**Task objective**
Recast the rows below, from the line containing "Where can you see the mountain" through the final row inclusive, as a JSON list of strings with one string per line and no blank lines.

**Information supplied**
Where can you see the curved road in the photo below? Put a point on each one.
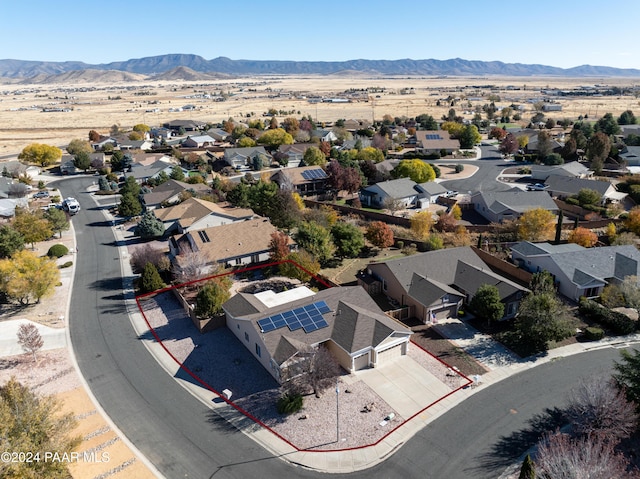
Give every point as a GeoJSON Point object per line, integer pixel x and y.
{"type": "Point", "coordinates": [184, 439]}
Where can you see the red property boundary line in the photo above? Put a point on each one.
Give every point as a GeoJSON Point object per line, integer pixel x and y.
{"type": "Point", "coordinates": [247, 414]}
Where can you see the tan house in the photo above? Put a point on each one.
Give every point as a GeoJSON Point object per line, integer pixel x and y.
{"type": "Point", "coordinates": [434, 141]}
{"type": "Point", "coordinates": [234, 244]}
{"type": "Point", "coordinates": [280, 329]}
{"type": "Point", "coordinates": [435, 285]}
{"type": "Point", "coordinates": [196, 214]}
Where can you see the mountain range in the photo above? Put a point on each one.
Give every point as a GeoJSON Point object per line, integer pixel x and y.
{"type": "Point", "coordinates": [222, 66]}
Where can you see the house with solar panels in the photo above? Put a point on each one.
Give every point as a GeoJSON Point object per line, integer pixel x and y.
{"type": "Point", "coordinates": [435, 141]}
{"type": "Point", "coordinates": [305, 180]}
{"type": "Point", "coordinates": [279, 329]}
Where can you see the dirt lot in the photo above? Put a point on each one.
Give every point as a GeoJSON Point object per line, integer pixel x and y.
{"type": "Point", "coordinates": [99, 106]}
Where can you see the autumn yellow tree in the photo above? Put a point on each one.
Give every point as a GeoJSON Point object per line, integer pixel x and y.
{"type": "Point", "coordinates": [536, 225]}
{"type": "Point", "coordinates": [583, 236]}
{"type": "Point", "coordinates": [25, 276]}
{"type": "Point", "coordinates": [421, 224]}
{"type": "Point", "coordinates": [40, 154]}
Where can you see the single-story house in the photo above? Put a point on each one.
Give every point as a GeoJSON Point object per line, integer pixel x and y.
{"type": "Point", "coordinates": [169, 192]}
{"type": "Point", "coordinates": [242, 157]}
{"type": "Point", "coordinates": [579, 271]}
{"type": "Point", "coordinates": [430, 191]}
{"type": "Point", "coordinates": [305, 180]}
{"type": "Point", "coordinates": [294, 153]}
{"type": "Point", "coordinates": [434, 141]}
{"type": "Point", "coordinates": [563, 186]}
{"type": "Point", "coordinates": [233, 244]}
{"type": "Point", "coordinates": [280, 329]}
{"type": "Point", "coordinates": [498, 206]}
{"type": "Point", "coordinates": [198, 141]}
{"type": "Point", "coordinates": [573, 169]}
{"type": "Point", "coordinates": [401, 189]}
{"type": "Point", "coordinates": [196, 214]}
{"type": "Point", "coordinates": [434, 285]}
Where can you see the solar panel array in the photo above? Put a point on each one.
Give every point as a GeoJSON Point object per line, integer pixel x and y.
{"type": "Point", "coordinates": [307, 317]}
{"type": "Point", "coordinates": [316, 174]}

**Expected answer**
[
  "Where can you see the mountain range in the photo above? Put a point on each one.",
  "Give every point as a GeoJSON Point object per line, integer pixel x and y.",
  "{\"type\": \"Point\", \"coordinates\": [222, 66]}",
  "Where can you see the house with solar panels in the photo above? Put a point on each one.",
  "Give every point as a GeoJSON Point object per line, integer pixel x and y.",
  "{\"type\": \"Point\", \"coordinates\": [435, 141]}",
  "{\"type\": \"Point\", \"coordinates\": [305, 180]}",
  "{\"type\": \"Point\", \"coordinates\": [279, 329]}",
  "Where can you see the dirt lot in the photo above? Put a point on each one.",
  "Give every point as a GeoJSON Point object per line, integer pixel x and y.",
  "{\"type\": \"Point\", \"coordinates\": [99, 106]}",
  "Where can you see the autumn yellow tree in the photo above? Put a point on each one.",
  "Give every point as a GeoJSON Point object per line, integer pixel x and y.",
  "{\"type\": \"Point\", \"coordinates\": [536, 225]}",
  "{\"type\": \"Point\", \"coordinates\": [583, 236]}",
  "{\"type\": \"Point\", \"coordinates\": [25, 276]}",
  "{\"type\": \"Point\", \"coordinates\": [421, 224]}",
  "{\"type\": \"Point\", \"coordinates\": [40, 154]}",
  "Where can you see the single-story house in the photo above? Put a point on each one.",
  "Give every point as a GeoJSON Point object per line, integer pixel x and y.",
  "{\"type\": \"Point\", \"coordinates\": [169, 192]}",
  "{\"type\": \"Point\", \"coordinates\": [242, 157]}",
  "{\"type\": \"Point\", \"coordinates\": [579, 271]}",
  "{\"type\": \"Point\", \"coordinates\": [430, 191]}",
  "{\"type\": \"Point\", \"coordinates\": [305, 180]}",
  "{\"type\": \"Point\", \"coordinates\": [294, 153]}",
  "{\"type\": \"Point\", \"coordinates\": [434, 141]}",
  "{\"type\": \"Point\", \"coordinates\": [563, 186]}",
  "{\"type\": \"Point\", \"coordinates\": [233, 244]}",
  "{\"type\": \"Point\", \"coordinates\": [280, 329]}",
  "{\"type\": \"Point\", \"coordinates\": [498, 206]}",
  "{\"type\": \"Point\", \"coordinates\": [198, 141]}",
  "{\"type\": \"Point\", \"coordinates\": [573, 169]}",
  "{\"type\": \"Point\", \"coordinates\": [401, 189]}",
  "{\"type\": \"Point\", \"coordinates\": [196, 214]}",
  "{\"type\": \"Point\", \"coordinates\": [434, 285]}",
  "Where can you see the solar panel array in the photo above? Put a point on each one.",
  "Give every point as a GeoJSON Point object per line, integer pixel x and y.",
  "{\"type\": \"Point\", \"coordinates\": [307, 317]}",
  "{\"type\": \"Point\", \"coordinates\": [316, 174]}"
]